En 2004, Hayao Miyazaki mettait en scène Le Château ambulant, adaptation d’un roman de Diana Wynne Jones. Presque 20 ans plus tard, c’est au tour de Gorō Miyazaki, son fils, de plonger dans la bibliographie de la romancière britannique avec Aya et la sorcière. Premier film entièrement en images de synthèse des Studios Ghibli, le long-métrage est disponible depuis le 18 novembre en streaming sur « Netflix ». Hélas, le tampon prestigieux des rois de l’animation japonaise n’est plus symbole de réussite… Que s’est-il passé ?

L’histoire : Aya et la sorcière commence par la fuite d’une femme à moto qui dépose Aya, alors qu’elle n’est encore qu’un nouveau-né, devant la porte d’un orphelinat. Cette belle femme à la chevelure de feu lui confie qu’elle reviendra la chercher quand les 12 sorcières ne la poursuivront plus. Le bébé devient une enfant turbulente et manipulatrice passée maître dans l’art de faire ce qu’elle veut des enfants et des adultes qui l’entourent dans l’établissement.

[Exercices]
- A) Répondez à ces questions sur l'extrait consacré à Aya et la sorcière :
(i) En quelle année Hayao Miyazaki a-t-il réalisé Le Château ambulant ?
(ii) Depuis quelle date le film est-il disponible sur Netflix ?
(iii) Selon la femme à moto, combien de sorcières la poursuivent ?
- B) Restituez sous forme de liste JSON de chaînes, à raison d'une chaîne par ligne et sans les lignes vides, les lignes des entrées allant de celle qui contient « Please outline every instance of the eagle's eye. » jusqu'à la fin des entrées, bornes incluses.

[Liste des entrées]

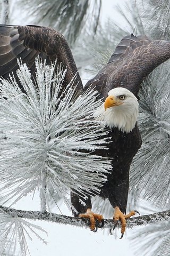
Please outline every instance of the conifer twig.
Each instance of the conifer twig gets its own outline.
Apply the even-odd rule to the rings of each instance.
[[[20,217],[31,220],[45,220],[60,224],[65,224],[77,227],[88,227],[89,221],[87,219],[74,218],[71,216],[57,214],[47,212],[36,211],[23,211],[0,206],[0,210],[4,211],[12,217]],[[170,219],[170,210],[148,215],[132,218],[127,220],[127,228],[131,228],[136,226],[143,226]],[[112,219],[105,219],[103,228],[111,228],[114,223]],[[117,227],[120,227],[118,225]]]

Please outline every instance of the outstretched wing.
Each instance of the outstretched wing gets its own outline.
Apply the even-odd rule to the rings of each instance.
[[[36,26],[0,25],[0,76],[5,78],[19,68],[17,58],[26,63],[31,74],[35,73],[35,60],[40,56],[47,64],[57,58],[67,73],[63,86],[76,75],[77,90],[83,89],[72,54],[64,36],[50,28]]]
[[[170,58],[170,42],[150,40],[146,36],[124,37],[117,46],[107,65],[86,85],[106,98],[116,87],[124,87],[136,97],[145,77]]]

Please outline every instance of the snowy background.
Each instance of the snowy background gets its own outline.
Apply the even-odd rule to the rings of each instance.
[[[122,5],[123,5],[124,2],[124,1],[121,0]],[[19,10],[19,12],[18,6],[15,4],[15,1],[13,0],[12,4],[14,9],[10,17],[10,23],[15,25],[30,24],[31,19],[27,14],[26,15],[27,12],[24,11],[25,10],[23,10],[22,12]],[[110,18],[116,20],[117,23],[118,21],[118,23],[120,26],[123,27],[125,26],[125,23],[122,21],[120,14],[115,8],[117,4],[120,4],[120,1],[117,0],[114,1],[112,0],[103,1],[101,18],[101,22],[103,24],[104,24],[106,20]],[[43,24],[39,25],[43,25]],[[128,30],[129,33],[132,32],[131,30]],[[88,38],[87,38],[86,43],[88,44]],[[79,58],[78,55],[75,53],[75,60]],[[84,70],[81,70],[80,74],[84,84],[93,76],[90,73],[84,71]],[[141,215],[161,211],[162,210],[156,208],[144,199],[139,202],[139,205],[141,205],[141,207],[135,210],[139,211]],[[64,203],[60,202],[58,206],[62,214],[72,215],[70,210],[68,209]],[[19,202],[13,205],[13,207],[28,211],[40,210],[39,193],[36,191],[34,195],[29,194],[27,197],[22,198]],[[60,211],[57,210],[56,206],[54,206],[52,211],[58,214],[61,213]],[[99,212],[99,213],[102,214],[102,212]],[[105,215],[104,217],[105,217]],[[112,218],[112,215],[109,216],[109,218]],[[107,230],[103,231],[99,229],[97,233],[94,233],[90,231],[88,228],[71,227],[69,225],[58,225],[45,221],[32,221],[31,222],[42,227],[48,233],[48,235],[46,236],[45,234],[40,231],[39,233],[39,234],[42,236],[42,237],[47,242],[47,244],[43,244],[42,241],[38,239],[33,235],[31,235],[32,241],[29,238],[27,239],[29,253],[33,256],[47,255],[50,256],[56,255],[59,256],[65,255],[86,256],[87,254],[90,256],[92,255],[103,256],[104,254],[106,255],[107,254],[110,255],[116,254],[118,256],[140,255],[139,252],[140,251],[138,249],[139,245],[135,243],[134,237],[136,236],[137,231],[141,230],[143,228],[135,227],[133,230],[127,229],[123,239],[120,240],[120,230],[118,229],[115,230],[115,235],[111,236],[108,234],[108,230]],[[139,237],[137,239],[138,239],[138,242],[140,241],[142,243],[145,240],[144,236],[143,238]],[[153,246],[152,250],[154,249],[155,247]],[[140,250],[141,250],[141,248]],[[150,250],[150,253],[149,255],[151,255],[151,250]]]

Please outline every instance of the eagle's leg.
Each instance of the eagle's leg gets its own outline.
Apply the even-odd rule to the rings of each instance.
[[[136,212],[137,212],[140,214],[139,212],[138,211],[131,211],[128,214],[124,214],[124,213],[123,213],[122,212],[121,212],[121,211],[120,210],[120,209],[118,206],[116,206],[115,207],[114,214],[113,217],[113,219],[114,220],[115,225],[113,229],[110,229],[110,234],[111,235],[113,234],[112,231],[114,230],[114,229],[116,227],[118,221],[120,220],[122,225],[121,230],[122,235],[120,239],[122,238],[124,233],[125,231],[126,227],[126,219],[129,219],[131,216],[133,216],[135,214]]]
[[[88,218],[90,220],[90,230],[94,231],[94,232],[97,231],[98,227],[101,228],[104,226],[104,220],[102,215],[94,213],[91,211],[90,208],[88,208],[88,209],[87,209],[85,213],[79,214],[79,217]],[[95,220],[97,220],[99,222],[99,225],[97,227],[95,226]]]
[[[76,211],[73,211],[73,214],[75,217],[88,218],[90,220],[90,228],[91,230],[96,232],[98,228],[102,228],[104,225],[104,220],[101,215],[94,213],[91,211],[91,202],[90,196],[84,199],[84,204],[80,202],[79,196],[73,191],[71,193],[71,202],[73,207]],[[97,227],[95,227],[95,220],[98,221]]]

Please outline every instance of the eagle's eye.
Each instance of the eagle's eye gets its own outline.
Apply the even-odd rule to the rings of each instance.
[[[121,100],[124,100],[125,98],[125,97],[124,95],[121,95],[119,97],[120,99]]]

[Corrigé]
- A)
(i) En 2004.
(ii) Depuis le 18 novembre.
(iii) Douze.

- B)
[
  "Please outline every instance of the eagle's eye.",
  "Each instance of the eagle's eye gets its own outline.",
  "Apply the even-odd rule to the rings of each instance.",
  "[[[121,100],[124,100],[125,98],[125,97],[124,95],[121,95],[119,97],[120,99]]]"
]